MATERIALS PROVIDED >>

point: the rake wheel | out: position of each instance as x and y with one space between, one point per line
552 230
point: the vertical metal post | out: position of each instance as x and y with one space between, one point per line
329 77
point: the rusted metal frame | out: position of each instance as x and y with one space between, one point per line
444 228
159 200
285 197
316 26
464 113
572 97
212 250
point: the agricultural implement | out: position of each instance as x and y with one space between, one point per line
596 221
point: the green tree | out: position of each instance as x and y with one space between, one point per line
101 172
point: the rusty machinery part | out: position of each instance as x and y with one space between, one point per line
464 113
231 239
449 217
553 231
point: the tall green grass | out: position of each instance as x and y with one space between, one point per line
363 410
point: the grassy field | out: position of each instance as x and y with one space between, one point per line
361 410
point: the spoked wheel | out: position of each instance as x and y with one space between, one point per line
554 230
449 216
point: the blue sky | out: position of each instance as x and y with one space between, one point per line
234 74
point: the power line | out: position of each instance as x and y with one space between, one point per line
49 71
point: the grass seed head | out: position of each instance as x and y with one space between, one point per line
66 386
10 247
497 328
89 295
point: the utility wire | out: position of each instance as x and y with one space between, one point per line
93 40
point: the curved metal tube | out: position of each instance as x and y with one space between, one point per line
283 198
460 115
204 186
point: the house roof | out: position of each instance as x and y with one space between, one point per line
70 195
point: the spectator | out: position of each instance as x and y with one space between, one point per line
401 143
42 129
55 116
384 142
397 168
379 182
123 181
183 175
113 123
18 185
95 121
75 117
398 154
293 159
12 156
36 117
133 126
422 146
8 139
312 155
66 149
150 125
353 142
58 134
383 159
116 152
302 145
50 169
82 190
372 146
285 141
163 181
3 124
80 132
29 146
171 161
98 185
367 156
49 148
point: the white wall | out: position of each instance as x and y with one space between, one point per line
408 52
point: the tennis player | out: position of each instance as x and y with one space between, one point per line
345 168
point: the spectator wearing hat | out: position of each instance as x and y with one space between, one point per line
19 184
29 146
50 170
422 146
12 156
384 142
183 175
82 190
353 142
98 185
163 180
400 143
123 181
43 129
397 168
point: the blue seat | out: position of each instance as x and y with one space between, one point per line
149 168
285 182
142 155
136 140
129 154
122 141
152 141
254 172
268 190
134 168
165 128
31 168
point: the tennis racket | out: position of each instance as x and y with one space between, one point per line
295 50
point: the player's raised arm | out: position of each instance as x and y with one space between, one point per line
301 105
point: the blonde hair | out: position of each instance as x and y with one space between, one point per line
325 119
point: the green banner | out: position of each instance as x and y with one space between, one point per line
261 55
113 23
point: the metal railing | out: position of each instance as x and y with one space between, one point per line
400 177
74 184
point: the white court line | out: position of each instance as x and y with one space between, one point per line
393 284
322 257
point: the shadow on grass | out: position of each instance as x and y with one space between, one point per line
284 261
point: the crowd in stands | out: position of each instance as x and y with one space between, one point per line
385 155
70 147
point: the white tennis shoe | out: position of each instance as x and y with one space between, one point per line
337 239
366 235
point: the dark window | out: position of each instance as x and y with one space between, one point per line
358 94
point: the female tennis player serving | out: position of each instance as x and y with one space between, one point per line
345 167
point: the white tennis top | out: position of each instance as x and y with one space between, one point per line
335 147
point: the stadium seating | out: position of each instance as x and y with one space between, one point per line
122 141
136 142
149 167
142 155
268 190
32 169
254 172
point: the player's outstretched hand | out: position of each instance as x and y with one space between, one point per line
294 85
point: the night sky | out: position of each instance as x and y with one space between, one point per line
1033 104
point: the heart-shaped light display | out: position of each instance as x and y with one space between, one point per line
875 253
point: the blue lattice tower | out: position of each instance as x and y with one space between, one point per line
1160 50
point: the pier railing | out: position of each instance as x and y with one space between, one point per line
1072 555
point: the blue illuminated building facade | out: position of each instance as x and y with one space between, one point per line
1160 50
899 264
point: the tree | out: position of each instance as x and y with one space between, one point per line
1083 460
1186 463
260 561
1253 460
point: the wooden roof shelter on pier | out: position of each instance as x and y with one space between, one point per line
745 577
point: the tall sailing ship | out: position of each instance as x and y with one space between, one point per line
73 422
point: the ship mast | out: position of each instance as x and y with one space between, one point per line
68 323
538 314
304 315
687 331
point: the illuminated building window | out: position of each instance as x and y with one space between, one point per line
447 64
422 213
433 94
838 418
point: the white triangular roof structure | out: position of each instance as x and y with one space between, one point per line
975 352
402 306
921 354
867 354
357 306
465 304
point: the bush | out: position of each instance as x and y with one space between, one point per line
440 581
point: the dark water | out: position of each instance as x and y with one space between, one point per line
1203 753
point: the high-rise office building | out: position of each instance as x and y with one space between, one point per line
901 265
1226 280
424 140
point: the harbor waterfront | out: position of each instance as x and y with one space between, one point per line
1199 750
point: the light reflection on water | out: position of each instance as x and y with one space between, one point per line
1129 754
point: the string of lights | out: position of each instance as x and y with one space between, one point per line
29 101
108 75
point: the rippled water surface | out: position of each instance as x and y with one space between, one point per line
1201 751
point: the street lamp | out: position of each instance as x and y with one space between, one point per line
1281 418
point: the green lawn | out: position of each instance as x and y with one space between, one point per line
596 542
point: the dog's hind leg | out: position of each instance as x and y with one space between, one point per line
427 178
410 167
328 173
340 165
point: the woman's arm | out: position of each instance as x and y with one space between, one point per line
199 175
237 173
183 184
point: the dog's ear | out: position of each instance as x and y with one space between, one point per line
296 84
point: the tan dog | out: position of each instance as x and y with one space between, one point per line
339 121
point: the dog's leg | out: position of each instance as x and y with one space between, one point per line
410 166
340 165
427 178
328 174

EXERCISE AIM >> Once the line containing "point: the high-rise" is found in the listing above, set down that line and every line after it, exactly.

RESULT >>
point: the high-rise office building | out: position of each instance as x and y with one space between, one point per line
901 265
1226 280
424 140
point: the harbor waterfront | out: position of each instance as x and y with one space between, one point per line
1199 750
point: the light reflection on water | out: position of each instance as x and y with one space between, one point per line
1129 754
point: the string of lights | out: position of each instance as x and y with one space between, one point per line
29 101
108 75
point: the rippled water surface | out: position of each instance as x and y with one space between, one point per line
1201 751
point: the street lamp | out: position of each instance as x and y with one space between, one point per line
1281 418
point: the green lawn | out: position of each instance as x and y with one space between, one point per line
596 542
point: the dog's hind leg | out: position of each instance as x and y with one space between, one point per line
427 178
410 167
328 173
340 165
point: the woman's arm | out: position of each instance as x and y with one space between, one point per line
199 175
237 173
183 184
point: the dog's ear | out: position of each instance as x and y with one space between, one point per line
296 84
point: the tan dog | out: position of each instance as x and y with one space between, one point per line
339 121
point: the dog's leg | out: position of each instance as x and y with one space between, one point per line
410 166
340 165
427 178
328 174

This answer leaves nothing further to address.